--- Start Data excerpts ---

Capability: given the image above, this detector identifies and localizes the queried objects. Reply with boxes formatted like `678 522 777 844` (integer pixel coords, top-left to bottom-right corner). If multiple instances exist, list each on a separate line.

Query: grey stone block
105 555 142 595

--- End Data excerpts ---
--- Start Data excerpts ---

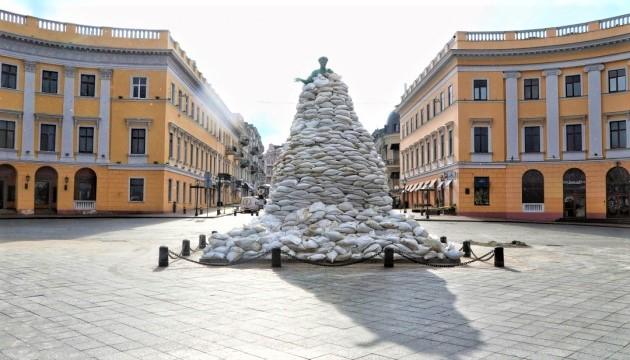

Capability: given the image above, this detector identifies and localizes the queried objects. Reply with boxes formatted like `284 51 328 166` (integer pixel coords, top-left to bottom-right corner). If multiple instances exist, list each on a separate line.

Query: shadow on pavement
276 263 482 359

--- End Data excerpts ---

Problem description: Give only the number of lines in the data above that contain the string "objects".

Task answer: 2